■ Что сделать
Перепишите дословно часть текста об операции на сердце, начиная со слов «Чтобы завершить работу» и заканчивая словами «съехались в больницу.».

■ Текст для чтения
====================

Сердце пациента билось все медленнее, готовое вот-вот окончательно заглохнуть. Оно – в тончайшей околосердечной сумке – лежало прямо у меня под носом, так что я взял его в кулак и несколько раз хорошенько сжал, чтобы немного помочь. На ощупь оно было пустым. Я попросил шприц с адреналином и ввел иглу в верхушку левого желудочка. Пара миллилитров его взбодрит. Необходимо было как можно скорее повысить артериальное давление и нейтрализовать скопившуюся в крови молочную кислоту бикарбонатом натрия. Адреналин помог поднять давление до приемлемого значения, а частота сердечных сокращений достигла 140 ударов в минуту. Пациент был в хорошей физической форме и теперь, когда мы контролировали его состояние, должен был поправиться.
Чтобы завершить работу должным образом, мне требовались яркие огни операционной, стерильные простыни и тщательный мониторинг жизненных показателей. Часы показывали два часа ночи, операционная была готова, а больничные коридоры давно опустели. Мы так и повезли пациента – со вскрытой грудной клеткой, предварительно зафиксировав его на каталке и прикрыв простынями, чтобы не занести инфекцию в рану, а затем аккуратно переложили на операционный стол.
Сняв хирургический костюм и перчатки, я поднял с пола пулю. Подобные штуки имеют привычку куда-то исчезать, становясь желанным, пусть и жутковатым, сувениром. Но эта пуля представляла большую ценность для судмедэкспертизы, и я намеревался вручить ее кому-нибудь из многочисленных полицейских, которые съехались в больницу.
Пуля, вынутая из грудной клетки, – зловещий сувенир, и лучше все-таки отдать ее на судмедэкспертизу.

====================

■ Исходный материал
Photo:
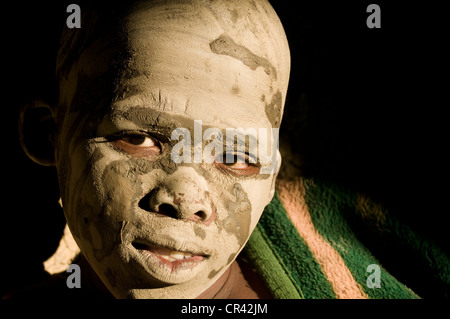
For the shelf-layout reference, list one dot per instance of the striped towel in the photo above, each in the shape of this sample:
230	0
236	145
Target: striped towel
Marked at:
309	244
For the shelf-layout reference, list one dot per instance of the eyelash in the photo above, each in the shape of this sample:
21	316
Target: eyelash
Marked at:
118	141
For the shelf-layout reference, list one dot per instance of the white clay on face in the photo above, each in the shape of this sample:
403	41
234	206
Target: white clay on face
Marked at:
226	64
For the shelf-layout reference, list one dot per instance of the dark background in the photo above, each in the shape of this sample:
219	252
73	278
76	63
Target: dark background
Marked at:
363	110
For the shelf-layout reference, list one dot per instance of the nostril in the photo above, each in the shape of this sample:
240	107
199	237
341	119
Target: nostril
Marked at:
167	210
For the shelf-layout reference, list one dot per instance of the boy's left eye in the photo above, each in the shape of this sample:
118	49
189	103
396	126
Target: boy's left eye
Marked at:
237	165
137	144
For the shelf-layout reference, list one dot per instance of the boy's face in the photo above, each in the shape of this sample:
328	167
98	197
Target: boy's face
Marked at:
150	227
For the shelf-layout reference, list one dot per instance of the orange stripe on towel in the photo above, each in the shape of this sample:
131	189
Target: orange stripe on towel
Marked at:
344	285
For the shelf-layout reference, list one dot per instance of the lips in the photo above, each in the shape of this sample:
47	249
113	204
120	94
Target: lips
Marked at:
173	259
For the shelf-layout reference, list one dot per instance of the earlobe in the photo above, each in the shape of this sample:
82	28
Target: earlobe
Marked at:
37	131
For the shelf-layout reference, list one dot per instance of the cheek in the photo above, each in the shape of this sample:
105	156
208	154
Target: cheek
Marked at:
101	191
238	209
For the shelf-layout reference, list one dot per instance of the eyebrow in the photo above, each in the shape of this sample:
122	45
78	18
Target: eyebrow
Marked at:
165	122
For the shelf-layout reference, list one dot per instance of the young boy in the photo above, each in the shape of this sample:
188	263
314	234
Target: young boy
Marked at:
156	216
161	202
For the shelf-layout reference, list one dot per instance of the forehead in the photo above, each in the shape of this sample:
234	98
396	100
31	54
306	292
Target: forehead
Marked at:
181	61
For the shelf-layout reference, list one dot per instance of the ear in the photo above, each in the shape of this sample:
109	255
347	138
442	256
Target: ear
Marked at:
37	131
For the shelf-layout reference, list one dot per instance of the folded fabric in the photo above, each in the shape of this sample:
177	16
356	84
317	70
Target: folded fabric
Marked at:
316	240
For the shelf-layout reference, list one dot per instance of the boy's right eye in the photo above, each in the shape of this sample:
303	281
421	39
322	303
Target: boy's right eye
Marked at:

====================

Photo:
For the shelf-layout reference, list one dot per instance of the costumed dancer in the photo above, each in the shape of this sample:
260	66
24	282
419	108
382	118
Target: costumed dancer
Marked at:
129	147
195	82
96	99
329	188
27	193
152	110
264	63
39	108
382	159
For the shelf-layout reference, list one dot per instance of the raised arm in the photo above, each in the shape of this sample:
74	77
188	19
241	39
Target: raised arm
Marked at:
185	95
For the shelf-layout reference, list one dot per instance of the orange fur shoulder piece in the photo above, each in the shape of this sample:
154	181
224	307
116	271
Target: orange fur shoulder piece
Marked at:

====================

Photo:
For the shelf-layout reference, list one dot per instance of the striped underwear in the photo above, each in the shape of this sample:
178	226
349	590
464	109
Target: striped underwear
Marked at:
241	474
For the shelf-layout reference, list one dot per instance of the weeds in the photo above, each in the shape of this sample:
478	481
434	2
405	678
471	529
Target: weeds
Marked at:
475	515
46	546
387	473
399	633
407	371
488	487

====================

■ Решение задачи
Чтобы завершить работу должным образом, мне требовались яркие огни операционной, стерильные простыни и тщательный мониторинг жизненных показателей. Часы показывали два часа ночи, операционная была готова, а больничные коридоры давно опустели. Мы так и повезли пациента – со вскрытой грудной клеткой, предварительно зафиксировав его на каталке и прикрыв простынями, чтобы не занести инфекцию в рану, а затем аккуратно переложили на операционный стол.
Сняв хирургический костюм и перчатки, я поднял с пола пулю. Подобные штуки имеют привычку куда-то исчезать, становясь желанным, пусть и жутковатым, сувениром. Но эта пуля представляла большую ценность для судмедэкспертизы, и я намеревался вручить ее кому-нибудь из многочисленных полицейских, которые съехались в больницу.